──────── Available records

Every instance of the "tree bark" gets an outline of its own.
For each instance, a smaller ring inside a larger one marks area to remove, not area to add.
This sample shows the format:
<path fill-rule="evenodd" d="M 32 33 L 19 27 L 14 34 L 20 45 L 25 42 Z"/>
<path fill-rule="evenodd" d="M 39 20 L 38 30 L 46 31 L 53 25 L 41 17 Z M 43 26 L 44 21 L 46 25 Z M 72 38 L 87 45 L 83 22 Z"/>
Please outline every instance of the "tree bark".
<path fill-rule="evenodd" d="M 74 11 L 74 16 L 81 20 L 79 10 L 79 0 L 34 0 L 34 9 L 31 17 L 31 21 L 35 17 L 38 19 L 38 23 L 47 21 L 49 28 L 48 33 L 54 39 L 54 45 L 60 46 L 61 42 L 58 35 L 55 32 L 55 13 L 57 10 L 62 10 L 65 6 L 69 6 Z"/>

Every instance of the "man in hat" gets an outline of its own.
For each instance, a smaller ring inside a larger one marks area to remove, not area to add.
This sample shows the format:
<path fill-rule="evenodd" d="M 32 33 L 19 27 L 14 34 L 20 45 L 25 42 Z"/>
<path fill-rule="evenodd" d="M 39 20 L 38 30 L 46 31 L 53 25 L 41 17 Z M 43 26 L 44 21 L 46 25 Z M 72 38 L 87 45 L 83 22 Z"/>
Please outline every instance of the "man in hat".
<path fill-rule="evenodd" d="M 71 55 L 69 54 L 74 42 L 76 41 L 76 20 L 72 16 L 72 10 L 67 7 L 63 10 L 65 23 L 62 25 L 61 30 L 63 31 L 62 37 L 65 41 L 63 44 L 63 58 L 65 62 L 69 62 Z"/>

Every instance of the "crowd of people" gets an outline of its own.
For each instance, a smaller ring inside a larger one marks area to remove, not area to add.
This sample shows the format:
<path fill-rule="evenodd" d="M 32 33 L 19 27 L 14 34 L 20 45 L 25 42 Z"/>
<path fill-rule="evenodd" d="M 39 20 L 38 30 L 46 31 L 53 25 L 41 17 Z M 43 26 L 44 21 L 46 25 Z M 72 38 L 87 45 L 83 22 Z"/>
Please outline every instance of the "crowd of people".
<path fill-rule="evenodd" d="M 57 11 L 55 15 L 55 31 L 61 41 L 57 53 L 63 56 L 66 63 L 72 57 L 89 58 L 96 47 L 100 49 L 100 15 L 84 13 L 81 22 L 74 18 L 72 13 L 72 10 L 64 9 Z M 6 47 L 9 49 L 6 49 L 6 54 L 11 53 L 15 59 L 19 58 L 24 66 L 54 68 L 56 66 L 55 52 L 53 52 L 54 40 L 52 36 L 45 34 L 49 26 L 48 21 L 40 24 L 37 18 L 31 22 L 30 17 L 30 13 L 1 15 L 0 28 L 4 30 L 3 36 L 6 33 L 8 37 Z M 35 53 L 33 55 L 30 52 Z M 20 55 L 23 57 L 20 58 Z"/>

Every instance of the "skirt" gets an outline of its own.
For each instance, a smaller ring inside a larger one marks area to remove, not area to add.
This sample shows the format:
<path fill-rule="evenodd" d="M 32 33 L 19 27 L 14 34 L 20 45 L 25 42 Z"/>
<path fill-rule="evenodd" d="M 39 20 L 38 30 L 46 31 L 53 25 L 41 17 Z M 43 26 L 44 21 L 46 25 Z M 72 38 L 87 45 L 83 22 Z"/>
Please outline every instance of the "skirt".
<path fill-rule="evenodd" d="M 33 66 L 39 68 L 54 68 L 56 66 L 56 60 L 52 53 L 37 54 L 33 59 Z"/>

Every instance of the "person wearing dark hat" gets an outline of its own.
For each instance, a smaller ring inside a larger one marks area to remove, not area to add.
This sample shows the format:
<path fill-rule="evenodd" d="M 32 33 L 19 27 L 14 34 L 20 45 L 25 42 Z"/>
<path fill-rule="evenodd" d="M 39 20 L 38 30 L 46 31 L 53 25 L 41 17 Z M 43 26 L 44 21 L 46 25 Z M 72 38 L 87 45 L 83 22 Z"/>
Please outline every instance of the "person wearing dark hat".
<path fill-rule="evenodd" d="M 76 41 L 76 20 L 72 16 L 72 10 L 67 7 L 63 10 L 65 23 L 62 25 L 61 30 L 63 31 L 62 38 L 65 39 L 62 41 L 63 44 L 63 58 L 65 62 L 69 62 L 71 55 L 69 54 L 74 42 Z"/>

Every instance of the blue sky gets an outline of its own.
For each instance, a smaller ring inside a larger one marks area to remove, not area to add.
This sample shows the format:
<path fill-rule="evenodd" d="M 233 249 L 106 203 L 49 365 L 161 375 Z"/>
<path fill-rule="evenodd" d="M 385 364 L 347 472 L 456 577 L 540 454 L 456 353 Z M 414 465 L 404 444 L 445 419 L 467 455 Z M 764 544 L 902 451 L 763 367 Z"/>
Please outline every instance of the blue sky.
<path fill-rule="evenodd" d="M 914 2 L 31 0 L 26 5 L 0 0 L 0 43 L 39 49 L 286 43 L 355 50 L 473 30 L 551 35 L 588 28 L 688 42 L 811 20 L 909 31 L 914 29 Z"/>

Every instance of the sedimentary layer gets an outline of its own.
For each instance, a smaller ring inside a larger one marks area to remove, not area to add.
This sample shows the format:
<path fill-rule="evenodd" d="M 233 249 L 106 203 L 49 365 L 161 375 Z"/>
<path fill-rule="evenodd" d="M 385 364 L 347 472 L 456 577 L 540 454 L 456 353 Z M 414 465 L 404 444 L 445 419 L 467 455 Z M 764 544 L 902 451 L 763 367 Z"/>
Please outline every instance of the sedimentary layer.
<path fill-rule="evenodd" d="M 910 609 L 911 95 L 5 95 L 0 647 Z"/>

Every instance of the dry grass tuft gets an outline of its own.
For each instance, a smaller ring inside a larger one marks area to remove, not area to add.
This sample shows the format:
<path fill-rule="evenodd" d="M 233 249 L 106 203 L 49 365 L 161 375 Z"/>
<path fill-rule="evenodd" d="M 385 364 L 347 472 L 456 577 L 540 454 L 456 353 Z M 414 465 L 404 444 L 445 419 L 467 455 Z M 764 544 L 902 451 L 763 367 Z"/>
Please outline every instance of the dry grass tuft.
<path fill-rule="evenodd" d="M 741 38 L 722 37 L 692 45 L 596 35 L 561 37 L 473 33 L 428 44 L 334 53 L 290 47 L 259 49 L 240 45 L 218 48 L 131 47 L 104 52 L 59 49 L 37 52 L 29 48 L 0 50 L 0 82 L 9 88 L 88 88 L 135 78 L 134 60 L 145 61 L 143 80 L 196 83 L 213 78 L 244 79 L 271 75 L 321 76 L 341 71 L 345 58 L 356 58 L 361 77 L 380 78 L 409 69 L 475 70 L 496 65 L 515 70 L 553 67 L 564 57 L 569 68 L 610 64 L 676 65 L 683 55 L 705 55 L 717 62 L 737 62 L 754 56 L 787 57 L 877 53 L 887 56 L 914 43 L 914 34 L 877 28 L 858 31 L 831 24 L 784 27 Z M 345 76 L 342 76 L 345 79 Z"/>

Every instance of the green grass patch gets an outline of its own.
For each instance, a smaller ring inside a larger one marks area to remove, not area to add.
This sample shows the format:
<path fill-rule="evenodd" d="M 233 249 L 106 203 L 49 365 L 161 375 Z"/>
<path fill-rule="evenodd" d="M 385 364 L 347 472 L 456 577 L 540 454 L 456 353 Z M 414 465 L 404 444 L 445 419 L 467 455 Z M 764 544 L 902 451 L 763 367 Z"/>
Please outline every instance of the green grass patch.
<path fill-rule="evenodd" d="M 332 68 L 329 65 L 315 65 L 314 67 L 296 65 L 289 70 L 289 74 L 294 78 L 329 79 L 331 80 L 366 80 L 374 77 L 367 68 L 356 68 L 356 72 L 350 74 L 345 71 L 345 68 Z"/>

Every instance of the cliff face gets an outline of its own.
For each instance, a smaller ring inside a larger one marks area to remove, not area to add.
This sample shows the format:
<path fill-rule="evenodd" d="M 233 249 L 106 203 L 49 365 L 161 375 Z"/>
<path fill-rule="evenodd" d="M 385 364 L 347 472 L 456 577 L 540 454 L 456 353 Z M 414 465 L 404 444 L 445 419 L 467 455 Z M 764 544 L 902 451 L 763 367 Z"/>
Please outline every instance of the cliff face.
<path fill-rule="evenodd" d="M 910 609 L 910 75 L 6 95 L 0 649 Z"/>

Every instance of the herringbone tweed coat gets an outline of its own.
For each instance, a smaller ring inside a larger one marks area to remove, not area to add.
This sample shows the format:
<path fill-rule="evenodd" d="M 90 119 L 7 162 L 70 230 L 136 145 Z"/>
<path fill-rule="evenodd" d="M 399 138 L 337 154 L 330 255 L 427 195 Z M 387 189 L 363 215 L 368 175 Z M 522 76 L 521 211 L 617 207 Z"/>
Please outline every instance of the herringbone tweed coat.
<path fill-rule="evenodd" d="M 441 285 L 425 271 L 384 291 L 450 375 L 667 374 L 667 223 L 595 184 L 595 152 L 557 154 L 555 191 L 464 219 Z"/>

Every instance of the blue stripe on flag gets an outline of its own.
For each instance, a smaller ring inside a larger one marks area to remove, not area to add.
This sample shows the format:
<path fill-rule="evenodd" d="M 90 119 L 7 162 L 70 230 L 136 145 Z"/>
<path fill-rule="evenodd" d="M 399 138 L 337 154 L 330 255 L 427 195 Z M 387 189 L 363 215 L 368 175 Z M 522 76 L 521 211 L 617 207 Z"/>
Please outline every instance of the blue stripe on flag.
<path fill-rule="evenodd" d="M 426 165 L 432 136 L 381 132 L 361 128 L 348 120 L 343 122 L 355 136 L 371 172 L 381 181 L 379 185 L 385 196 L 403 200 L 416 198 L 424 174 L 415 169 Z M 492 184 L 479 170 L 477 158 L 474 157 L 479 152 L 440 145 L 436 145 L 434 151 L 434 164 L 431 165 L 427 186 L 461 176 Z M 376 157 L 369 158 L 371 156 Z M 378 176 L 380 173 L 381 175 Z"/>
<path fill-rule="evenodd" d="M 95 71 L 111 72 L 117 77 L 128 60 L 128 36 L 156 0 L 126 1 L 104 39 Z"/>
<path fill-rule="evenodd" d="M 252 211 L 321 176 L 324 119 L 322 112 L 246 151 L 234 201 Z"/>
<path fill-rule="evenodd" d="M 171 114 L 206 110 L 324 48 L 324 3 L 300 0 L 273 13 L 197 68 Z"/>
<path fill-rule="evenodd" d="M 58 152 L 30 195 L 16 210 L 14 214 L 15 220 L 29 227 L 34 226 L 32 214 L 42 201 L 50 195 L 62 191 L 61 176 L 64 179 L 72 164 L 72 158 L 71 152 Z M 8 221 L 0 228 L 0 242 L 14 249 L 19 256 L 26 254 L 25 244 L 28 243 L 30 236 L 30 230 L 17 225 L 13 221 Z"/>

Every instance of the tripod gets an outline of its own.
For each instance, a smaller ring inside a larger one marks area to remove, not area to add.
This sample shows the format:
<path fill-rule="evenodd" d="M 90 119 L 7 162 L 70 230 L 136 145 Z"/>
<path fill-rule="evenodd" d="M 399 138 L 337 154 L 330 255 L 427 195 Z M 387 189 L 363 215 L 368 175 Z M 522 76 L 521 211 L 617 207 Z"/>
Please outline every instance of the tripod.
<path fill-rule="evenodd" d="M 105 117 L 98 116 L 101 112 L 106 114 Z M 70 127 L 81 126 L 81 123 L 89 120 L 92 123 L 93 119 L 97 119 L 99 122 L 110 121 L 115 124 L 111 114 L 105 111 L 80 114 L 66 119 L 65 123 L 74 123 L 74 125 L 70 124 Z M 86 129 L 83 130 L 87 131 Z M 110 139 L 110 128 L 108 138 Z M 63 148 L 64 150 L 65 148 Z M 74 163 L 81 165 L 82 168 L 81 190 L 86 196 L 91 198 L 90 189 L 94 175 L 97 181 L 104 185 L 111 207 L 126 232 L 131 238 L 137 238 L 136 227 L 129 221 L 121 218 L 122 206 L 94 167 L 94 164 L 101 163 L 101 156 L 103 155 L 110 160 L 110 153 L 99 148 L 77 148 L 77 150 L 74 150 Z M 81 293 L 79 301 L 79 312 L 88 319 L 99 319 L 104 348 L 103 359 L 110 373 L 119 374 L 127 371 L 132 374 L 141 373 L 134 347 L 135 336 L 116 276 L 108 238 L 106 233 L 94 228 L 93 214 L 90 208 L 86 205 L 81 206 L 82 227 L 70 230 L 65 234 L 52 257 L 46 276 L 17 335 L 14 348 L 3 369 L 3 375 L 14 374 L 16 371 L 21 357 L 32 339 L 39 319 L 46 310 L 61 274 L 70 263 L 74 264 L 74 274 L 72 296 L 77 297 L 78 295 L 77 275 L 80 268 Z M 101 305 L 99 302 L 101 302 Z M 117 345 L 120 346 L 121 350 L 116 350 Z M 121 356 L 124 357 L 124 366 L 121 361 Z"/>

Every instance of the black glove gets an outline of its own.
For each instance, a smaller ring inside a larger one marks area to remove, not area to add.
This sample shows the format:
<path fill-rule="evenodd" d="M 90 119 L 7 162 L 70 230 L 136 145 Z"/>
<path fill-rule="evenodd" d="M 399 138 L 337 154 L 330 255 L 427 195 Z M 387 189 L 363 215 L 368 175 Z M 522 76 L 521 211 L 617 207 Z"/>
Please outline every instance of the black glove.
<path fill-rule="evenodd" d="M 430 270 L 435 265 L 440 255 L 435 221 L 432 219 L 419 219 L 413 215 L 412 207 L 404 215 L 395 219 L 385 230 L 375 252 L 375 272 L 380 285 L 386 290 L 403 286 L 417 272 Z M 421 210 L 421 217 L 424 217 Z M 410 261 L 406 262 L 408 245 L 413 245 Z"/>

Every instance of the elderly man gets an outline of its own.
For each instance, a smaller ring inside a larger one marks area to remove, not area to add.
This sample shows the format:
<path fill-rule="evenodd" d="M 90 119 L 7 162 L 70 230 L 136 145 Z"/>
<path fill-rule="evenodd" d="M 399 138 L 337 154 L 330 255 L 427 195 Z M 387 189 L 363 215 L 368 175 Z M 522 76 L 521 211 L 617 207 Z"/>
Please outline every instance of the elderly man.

────────────────

— Task instructions —
Locate "Every instance of the elderly man gets" in the material, then quote the line that contains it and all lines after it through the final one.

— Exercise output —
Every instance of the elderly man gets an outline of its own.
For each instance, a smaller ring inside a larger one marks area to remove, not area to add.
This sample shows the format:
<path fill-rule="evenodd" d="M 90 119 L 7 162 L 70 230 L 136 145 Z"/>
<path fill-rule="evenodd" d="M 399 138 L 337 154 L 330 255 L 427 195 Z M 387 189 L 363 215 L 368 175 Z M 522 76 L 521 211 L 617 207 Z"/>
Please outline every instance of the elderly man.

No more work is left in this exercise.